==== Data extract ====
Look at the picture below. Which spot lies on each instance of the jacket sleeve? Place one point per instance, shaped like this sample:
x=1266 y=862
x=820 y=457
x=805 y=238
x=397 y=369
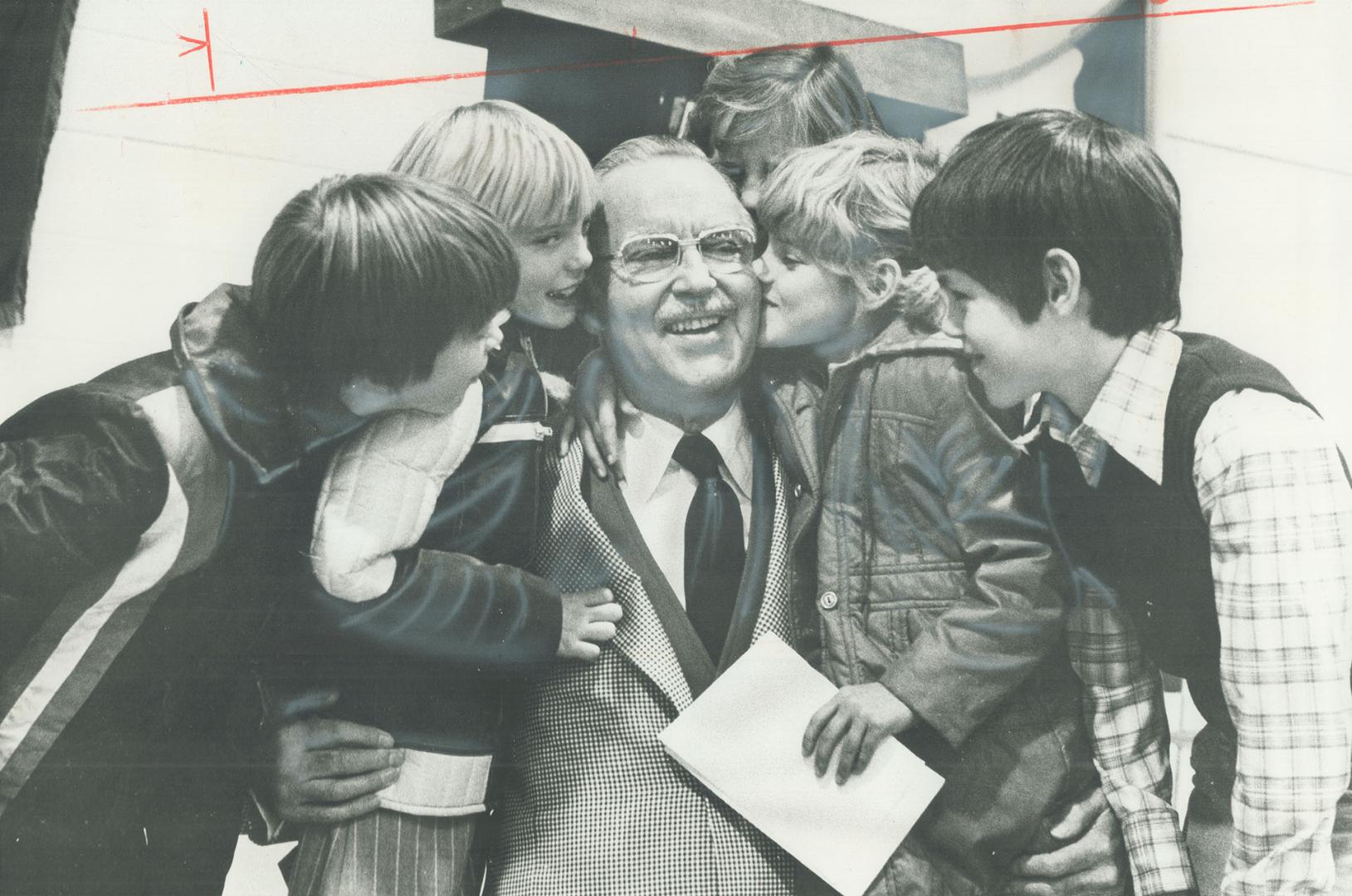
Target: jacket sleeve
x=81 y=477
x=979 y=491
x=456 y=610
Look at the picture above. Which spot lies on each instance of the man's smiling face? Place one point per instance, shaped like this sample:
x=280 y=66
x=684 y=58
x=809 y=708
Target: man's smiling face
x=692 y=331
====
Would you repeat the complete listing exactly, excluding each picture it holds?

Look at the picture below. Which spot lies on each instance of the jacket sleeve? Place one point per instance, shaped like this sample:
x=1266 y=862
x=820 y=457
x=805 y=238
x=397 y=369
Target: jacket sleeve
x=81 y=477
x=979 y=491
x=456 y=610
Look at the picture above. Which spot lies on each instance of the man's smiling face? Place one point per instance, shaped like this sample:
x=280 y=66
x=684 y=58
x=809 y=708
Target: man's smiling face
x=692 y=331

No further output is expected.